### Aim
Continue the conversation about magicians who present their tricks as paranormal powers, starting right after its final sentence.

### Document excerpt
═══

S: No. Whenever these people are called out like this in public say yeah, absolutely I'll do it, and then they never, ever, ever do it because, you know why? Because they know they're cheating, and the ones who know that they're doing magic tricks, will never subject themselves to another magician who knows how they do it.

E: Not in a hundred years.

S: Who knows how they're doing what they're doing.

E: Alain even... something I read on him, he knows who James Randi is, and he describes James Randi as one of his early inspirations as to getting into the magic performance business.

J: Oh my god.

E: So he's certainly well aware of James Randi and I'm sure he doesn't want to go anywhere near him.

S: Of course. So I mean he's clearly over the line with that. David Blaine I think just flirts with the I'm just a mystical aura kind of musician. Uri Gellar is a con artist, let's face it. This guy sounds like he's somewhere in between these two guys.

B: I don't know Steve, I don't know because if you're like doing palm reading or reading, doing a seance possibly or, I mean there's a lot of parts of paranormal phenomena where the person can actually be self deluded and actually think, yeah, I've really got something going on here. But somebody like him, you've got to consciously doing these tricks, I mean you've got to know well yeah, I'm doing the trick this way, but I'm saying it this other way. That's conscious.

═══

[Coordinate annotation entries]
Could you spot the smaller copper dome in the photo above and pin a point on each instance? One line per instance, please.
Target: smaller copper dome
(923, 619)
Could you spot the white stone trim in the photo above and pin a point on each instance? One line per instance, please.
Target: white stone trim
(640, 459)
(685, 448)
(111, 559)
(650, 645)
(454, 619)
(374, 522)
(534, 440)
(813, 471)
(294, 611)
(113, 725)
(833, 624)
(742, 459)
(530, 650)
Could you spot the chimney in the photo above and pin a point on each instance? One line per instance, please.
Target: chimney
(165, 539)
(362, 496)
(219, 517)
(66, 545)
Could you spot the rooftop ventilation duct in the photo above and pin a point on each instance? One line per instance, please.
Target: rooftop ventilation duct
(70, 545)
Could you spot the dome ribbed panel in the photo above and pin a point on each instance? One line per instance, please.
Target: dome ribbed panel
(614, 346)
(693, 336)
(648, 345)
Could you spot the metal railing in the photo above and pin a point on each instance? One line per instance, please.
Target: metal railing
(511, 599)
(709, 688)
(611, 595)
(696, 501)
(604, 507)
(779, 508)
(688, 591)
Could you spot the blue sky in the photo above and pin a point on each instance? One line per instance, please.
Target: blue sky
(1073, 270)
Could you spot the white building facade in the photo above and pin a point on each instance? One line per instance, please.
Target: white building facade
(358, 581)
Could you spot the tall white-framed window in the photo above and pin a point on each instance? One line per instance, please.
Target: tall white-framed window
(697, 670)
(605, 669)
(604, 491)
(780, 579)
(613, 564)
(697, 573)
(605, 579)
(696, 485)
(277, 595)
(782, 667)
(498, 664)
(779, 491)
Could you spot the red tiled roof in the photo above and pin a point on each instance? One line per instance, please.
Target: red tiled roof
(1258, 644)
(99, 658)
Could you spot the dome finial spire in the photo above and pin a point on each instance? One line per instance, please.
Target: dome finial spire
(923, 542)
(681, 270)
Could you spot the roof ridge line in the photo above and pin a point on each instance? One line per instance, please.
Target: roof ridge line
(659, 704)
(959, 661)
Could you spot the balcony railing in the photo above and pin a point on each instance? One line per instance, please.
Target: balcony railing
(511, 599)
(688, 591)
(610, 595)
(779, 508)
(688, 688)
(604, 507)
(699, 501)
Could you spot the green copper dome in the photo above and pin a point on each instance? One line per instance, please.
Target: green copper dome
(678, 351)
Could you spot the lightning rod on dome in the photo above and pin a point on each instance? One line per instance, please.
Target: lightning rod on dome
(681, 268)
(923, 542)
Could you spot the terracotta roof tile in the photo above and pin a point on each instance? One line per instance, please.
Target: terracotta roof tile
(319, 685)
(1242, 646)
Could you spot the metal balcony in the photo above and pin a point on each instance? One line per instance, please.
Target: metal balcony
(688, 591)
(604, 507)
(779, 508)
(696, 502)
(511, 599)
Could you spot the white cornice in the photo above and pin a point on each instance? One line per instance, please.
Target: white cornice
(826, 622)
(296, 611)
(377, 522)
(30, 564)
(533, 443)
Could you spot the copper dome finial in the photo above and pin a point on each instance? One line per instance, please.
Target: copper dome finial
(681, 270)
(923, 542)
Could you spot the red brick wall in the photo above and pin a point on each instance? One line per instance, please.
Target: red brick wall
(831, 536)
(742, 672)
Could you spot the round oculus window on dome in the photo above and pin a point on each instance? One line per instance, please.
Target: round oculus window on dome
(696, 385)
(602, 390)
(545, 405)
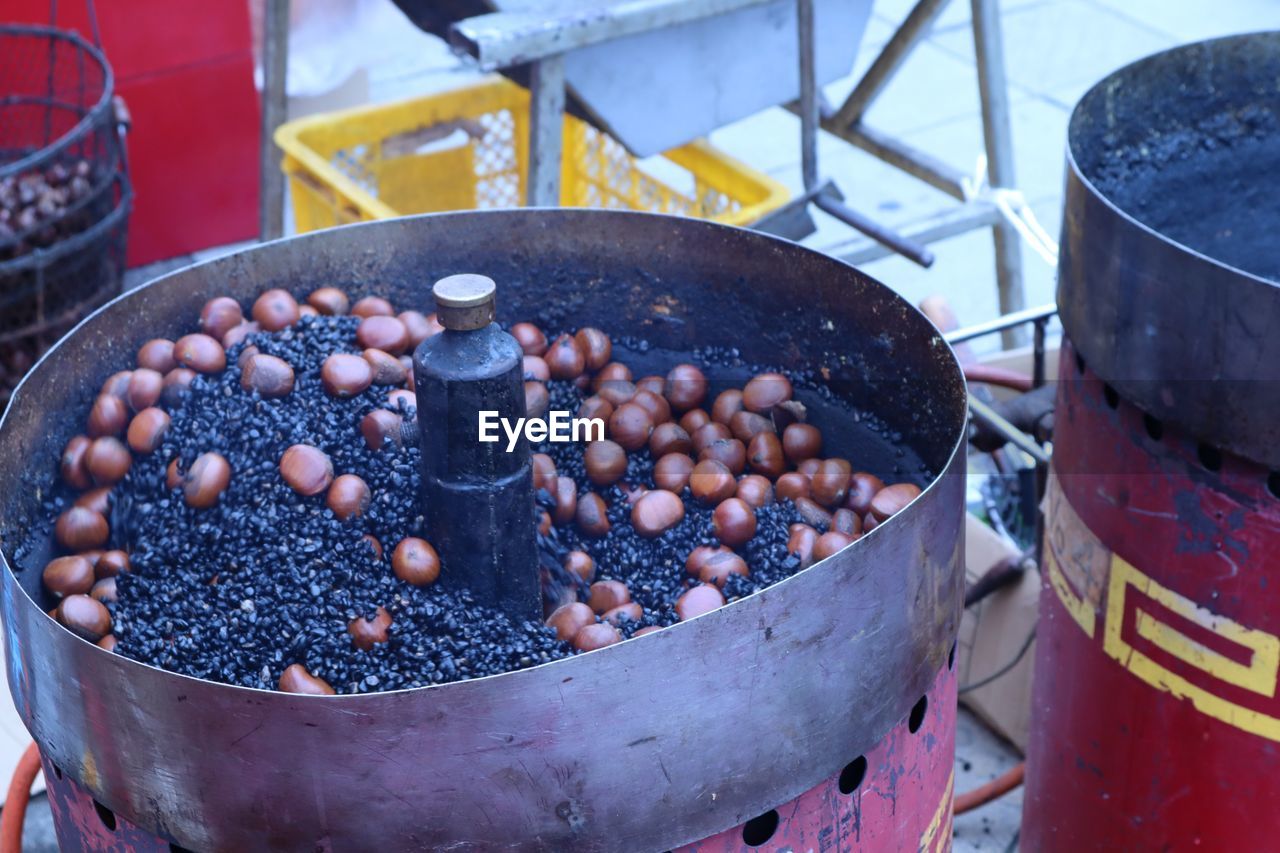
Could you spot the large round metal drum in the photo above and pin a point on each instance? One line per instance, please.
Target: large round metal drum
(1155, 708)
(817, 711)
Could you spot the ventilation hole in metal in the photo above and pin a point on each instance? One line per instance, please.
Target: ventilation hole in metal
(105, 815)
(1111, 396)
(760, 829)
(1210, 456)
(851, 776)
(1155, 427)
(917, 719)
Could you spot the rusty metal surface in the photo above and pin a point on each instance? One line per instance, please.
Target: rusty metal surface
(899, 792)
(1155, 707)
(1187, 336)
(647, 744)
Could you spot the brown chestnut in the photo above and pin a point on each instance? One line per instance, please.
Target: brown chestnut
(727, 451)
(536, 400)
(297, 679)
(672, 471)
(419, 325)
(766, 391)
(177, 384)
(68, 575)
(862, 488)
(268, 375)
(627, 612)
(373, 306)
(699, 600)
(306, 469)
(108, 416)
(570, 619)
(607, 594)
(275, 309)
(746, 425)
(711, 482)
(720, 566)
(104, 591)
(385, 333)
(694, 419)
(791, 486)
(595, 407)
(72, 465)
(544, 471)
(595, 347)
(156, 355)
(145, 388)
(85, 616)
(346, 375)
(630, 425)
(830, 543)
(606, 463)
(801, 442)
(685, 387)
(727, 404)
(764, 455)
(380, 427)
(535, 369)
(595, 635)
(888, 501)
(348, 497)
(366, 633)
(200, 352)
(416, 562)
(147, 429)
(592, 515)
(800, 543)
(708, 433)
(734, 521)
(219, 316)
(206, 479)
(846, 521)
(108, 460)
(616, 391)
(329, 301)
(112, 564)
(97, 500)
(755, 491)
(580, 564)
(657, 512)
(566, 500)
(565, 359)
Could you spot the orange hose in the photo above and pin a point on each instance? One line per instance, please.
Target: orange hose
(982, 794)
(14, 812)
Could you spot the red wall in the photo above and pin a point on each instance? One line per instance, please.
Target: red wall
(186, 72)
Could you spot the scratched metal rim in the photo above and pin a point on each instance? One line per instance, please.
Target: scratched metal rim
(1187, 337)
(813, 670)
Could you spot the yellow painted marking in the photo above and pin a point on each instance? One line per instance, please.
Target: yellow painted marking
(1258, 676)
(941, 820)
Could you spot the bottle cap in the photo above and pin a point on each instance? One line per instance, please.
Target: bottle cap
(465, 301)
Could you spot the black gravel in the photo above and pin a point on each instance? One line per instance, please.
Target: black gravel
(268, 578)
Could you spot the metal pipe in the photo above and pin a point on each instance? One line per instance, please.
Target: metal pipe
(1041, 313)
(275, 72)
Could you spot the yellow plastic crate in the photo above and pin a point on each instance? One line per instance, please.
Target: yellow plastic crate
(469, 149)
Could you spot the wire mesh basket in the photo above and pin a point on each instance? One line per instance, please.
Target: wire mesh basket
(64, 190)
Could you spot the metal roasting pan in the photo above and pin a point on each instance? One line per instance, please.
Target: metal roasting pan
(647, 744)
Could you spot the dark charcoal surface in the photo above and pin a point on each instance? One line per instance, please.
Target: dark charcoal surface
(268, 578)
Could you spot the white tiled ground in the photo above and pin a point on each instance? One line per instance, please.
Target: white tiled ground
(1055, 50)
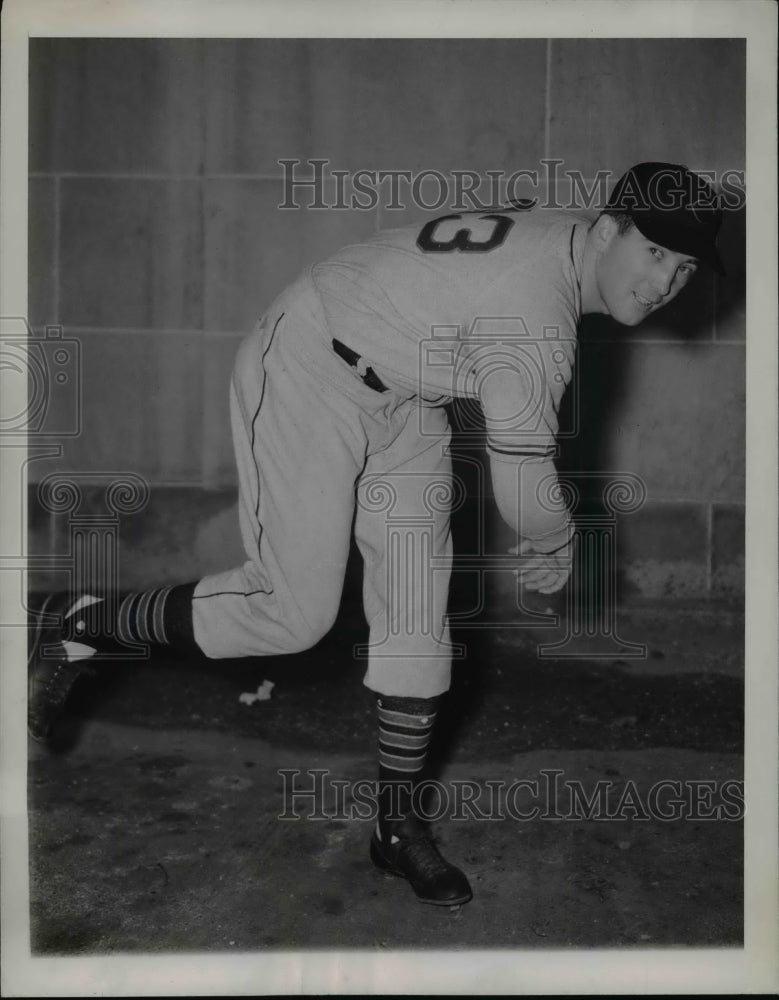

═══

### Written answer
S: No, I agree it's totally conscious. I'm saying the degree to which he's using it, I mean he's just using it to enhance his stage presence as opposed to deliberately con people out of money. Uri Gellar was using dowsing, was accepting million dollar commissions from companies to tell them where to dig wells.

E: Out and out.

B: A million dollars.

S: Using his dowsing ability. At least by his own claims, by his own claims. So I mean if you want to talk about conscious, you know using the mentalist or magician tricks consciously in order to sell yourself to the world as a paranormalist, let's talk John Edwards [sic]. I mean, he's the king of them all.

J: Yeah, he's done the best out of all of them.

B: Is he still on TV?

S: John Edwards has this show Crossing Over for a while.

E: I believe it was cancelled.

S: It was cancelled.

P: I think it's cancelled.

B: That's awesome, why didn't we have a party?

(laughter)

J: what channel was that on?

S: He claims to channel or to be able to see the dead and to speak to the spirits of the guests who are there, the people who are in his studio. And what he really does is a sloppy cold reading. Now, again for those who don't know, a cold reading is simply starting with general statements that are likely to be true about most people, making a lot of guesses and then, when you get positive feedback, when you hit upon something that's accurate, you get some positive feedback from the person you're giving the reading to.

J: Give an example, Steve.

S: Well, Edwards will say, I see an older female figure associated with you, I'm getting the letter M is in her name.

B: Mom!

(laughter)

S: The person they volunteered will say Mary! He says, yes Mary, the name is. You know, so and this has been made fun of in many many venues, of course the best of which is South Park, the South Park episode about John Edwards.

B: Oh, classic.

S: The thing is that this is a mentalist trick that has been around for hundreds of years, and it's using simple deception and misdirection and illusion to make it seem as if you have special knowledge that you don't have, that is what mentalism is about.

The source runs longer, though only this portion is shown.